- _Your goal_
Return the part of the Golden Thirteen book review from "In 1945, the" to "our own borders.", copied word for word.

- _Page extract_
The Golden Thirteen: How Black Men Won the Right to Wear Navy Gold, by Dan Goldberg (Beacon Press, 288 pp., $28.95)
In 1945, the United States and its allies secured victory in the most bloody and destructive war in history. Triumph meant more than defeating enemies that threatened us and our allies; it also meant the vanquishing of an insidious racist ideology that posed an existential threat to democracy. The efforts of men and women who sacrificed their lives for the war led to their reputation as the Greatest Generation. Their fight to defend freedom and equality abroad became a source of American pride, but we must also remember those who fought for those same values within our own borders.
In a new book, The Golden Thirteen: How Black Men Won the Right to Wear Navy Gold, Dan C. Goldberg recounts how 13 black Americans broke the color barrier for the naval officer ranks, where they valiantly defended their country at home and overseas. Goldberg’s story of those responsible for realizing America’s ideals offers timely lessons as our nation contends with division and strife today.

- _Data rows_
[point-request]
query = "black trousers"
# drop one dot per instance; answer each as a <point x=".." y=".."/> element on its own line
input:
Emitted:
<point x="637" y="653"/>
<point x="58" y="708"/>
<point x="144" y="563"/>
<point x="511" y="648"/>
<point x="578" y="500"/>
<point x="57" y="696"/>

- _Expected output_
In 1945, the United States and its allies secured victory in the most bloody and destructive war in history. Triumph meant more than defeating enemies that threatened us and our allies; it also meant the vanquishing of an insidious racist ideology that posed an existential threat to democracy. The efforts of men and women who sacrificed their lives for the war led to their reputation as the Greatest Generation. Their fight to defend freedom and equality abroad became a source of American pride, but we must also remember those who fought for those same values within our own borders.